─── Extract to read ───
Skip site navigation (1) Skip section navigation (2)

Re: query optimization question

From: Jack Coates <jack(at)lyris(dot)com>
To: Tom Lane <tgl(at)sss(dot)pgh(dot)pa(dot)us>
Cc: pgsql-performance <pgsql-performance(at)postgresql(dot)org>
Subject: Re: query optimization question
Date: 2004-01-29 17:23:00
Message-ID: 1075396980.7494.107.camel@cletus.lyris.com (view raw or flat)
Thread:
Lists: pgsql-performance
On Wed, 2004-01-28 at 18:04, Tom Lane wrote:
> Jack Coates <jack(at)lyris(dot)com> writes:
> > I've got a query that needs some help, please. Is there a way to avoid
> > all the looping? I've got freedom to work with the double-indented
> > sections below ) AND (, but the initial select distinct wrapper is much
> > more difficult to change. This is auto-generated code.
─── Extracted information ───
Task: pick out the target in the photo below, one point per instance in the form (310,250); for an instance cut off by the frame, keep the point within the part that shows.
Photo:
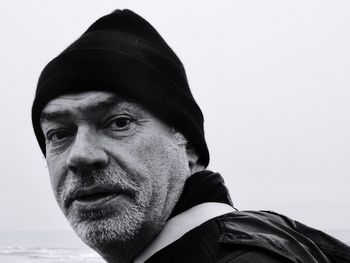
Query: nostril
(73,168)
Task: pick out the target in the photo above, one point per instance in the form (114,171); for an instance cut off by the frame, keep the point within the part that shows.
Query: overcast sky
(272,79)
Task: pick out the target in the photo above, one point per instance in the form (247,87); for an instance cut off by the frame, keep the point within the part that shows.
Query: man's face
(116,171)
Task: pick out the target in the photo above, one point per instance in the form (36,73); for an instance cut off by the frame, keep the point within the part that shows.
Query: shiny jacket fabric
(245,236)
(254,236)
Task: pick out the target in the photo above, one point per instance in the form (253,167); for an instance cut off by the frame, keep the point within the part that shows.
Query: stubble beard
(106,227)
───
* [Task requirements]
[a] In the query optimization message, what does Jack Coates say about where the query's code comes from?
[b] Summarize the query optimization message in two sentences.
Answer from the text alone.

* [Solutions]
[a] He says it is auto-generated code.

[b] On 2004-01-29, Jack Coates replied to Tom Lane on the pgsql-performance list under the subject "query optimization question." The quoted part of his earlier message asks for help avoiding all the looping in an auto-generated query, noting that he can change the double-indented sections but the initial select distinct wrapper is much harder to change.